Dataset excerpt

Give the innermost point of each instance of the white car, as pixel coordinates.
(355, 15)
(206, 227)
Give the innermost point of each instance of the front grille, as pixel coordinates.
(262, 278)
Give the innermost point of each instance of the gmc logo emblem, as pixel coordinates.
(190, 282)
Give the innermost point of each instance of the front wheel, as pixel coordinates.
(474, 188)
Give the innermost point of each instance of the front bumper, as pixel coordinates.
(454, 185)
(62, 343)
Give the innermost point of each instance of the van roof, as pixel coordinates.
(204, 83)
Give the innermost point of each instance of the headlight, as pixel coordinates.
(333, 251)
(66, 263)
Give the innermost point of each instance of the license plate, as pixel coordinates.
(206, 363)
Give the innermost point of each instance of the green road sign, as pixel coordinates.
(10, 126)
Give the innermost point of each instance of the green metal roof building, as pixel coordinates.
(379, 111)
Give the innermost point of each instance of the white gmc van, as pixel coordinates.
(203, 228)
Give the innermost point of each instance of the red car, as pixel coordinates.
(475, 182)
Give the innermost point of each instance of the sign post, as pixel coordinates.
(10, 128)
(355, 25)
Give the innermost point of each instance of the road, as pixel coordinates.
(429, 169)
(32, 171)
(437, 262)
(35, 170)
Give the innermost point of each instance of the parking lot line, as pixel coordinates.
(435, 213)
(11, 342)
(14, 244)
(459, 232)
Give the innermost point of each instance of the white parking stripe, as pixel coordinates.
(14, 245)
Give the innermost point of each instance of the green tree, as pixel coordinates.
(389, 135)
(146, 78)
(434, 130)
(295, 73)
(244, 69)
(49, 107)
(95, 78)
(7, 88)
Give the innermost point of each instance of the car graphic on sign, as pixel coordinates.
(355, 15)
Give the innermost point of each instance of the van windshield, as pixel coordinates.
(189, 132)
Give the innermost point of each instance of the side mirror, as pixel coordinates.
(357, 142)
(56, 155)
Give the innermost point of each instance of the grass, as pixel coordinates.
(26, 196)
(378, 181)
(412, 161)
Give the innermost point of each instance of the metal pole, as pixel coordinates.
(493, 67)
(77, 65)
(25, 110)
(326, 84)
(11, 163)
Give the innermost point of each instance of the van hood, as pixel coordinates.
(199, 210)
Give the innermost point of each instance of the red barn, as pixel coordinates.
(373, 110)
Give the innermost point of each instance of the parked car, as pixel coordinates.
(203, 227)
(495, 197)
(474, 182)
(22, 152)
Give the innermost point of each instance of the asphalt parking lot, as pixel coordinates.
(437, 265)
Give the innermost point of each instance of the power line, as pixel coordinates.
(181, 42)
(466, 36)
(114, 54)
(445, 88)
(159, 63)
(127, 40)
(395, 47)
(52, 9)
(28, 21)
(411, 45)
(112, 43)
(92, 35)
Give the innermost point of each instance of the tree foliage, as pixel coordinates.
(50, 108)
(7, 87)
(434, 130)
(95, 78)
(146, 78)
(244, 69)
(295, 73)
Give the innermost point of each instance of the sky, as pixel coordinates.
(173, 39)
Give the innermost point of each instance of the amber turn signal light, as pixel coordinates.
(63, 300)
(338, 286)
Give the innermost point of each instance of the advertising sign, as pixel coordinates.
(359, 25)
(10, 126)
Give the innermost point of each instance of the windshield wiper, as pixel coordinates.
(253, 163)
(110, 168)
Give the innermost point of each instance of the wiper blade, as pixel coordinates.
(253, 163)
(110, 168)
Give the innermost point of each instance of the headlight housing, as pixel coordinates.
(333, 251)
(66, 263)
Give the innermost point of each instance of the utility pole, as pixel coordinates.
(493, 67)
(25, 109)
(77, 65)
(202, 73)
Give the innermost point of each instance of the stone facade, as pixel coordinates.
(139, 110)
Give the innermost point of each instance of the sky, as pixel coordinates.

→ **Given task**
Can you copy out all of the data above, line for line and without any changes?

→ **Output of the task**
Give the innermost point of each instance of the white car, as pixel coordinates.
(355, 15)
(206, 227)
Give the innermost point of each instance of the front grille, as pixel coordinates.
(262, 278)
Give the innermost point of each instance of the gmc logo emblem, as pixel coordinates.
(190, 282)
Give the innermost point of each instance of the front wheel, as pixel coordinates.
(474, 188)
Give the innermost point of each instance of the front bumper, as pixel coordinates.
(454, 185)
(62, 343)
Give the innermost point of each instance of the van roof, as pixel coordinates.
(204, 83)
Give the innermost point of each instance of the headlight, as pixel coordinates.
(333, 251)
(66, 263)
Give the innermost point of each instance of the license plate, as pixel coordinates.
(206, 363)
Give the innermost point of each instance of the green road sign, as pixel coordinates.
(10, 126)
Give the innermost point of each instance of the green metal roof building, as pixel coordinates.
(379, 111)
Give the innermost point of each instance of the white gmc van, as pixel coordinates.
(203, 228)
Give the innermost point of each instance of the red car, as pixel coordinates.
(475, 182)
Give the innermost point of each instance of the sign post, as pixel coordinates.
(10, 128)
(355, 25)
Give the innermost point of each instance of the road, as pixel coordinates.
(429, 169)
(32, 171)
(437, 262)
(35, 170)
Give the innermost point of each instance of the parking lot line, as pixel coordinates.
(435, 213)
(11, 342)
(14, 244)
(459, 232)
Give the innermost point of each instance of the white parking stripe, as pixel coordinates.
(14, 245)
Give the innermost point of each instance of the green tree, as pixel coordinates.
(389, 135)
(146, 78)
(434, 130)
(295, 73)
(244, 69)
(49, 107)
(95, 78)
(7, 88)
Give the innermost point of each instance of the car graphic on sign, as pixel coordinates.
(355, 15)
Give the innermost point of each instance of the van windshield, as pixel coordinates.
(189, 132)
Give the innermost point of each instance of the side mirror, as pixel coordinates.
(357, 142)
(56, 155)
Give the innermost point of each instance of the grass, as pixel coordinates.
(26, 196)
(378, 181)
(412, 161)
Give the innermost point of each instance of the metal pole, as pixel coordinates.
(493, 67)
(77, 65)
(25, 110)
(326, 84)
(11, 163)
Give the innermost point of each instance of the van hood, as pixel coordinates.
(199, 210)
Give the innermost point of each instance of the red barn, as pixel coordinates.
(373, 110)
Give the innermost point of each instance of the parked car, as pixel coordinates.
(203, 227)
(495, 197)
(474, 182)
(22, 152)
Give the innermost point of each instance of the asphalt parking lot, as pixel coordinates.
(437, 265)
Give the innermost point of each instance of the power line, as pixel coordinates.
(181, 42)
(466, 36)
(114, 54)
(445, 88)
(159, 63)
(127, 40)
(395, 47)
(52, 9)
(28, 21)
(411, 45)
(112, 43)
(92, 35)
Give the innermost point of each instance of the tree foliage, as pixel coordinates.
(50, 108)
(7, 87)
(434, 130)
(95, 78)
(146, 78)
(244, 69)
(295, 73)
Give the innermost point of each instance of the sky, as pixel coordinates.
(173, 39)
Give the innermost point of each instance of the amber turn signal light, as pixel coordinates.
(63, 300)
(338, 286)
Give the innermost point of each instance of the advertising sign, as pixel coordinates.
(359, 25)
(10, 126)
Give the innermost point of each instance of the windshield wiper, as pixel coordinates.
(253, 163)
(110, 168)
Give the innermost point of each instance of the wiper blade, as pixel coordinates.
(253, 163)
(110, 168)
Give the innermost point of each instance of the headlight housing, as pixel coordinates.
(333, 251)
(66, 263)
Give the innermost point of each instance of the utility pole, as pixel coordinates.
(493, 67)
(25, 109)
(77, 65)
(202, 73)
Give the innermost point of each instance of the stone facade, as pixel coordinates.
(139, 110)
Give the innermost point of each instance of the sky, as pixel coordinates.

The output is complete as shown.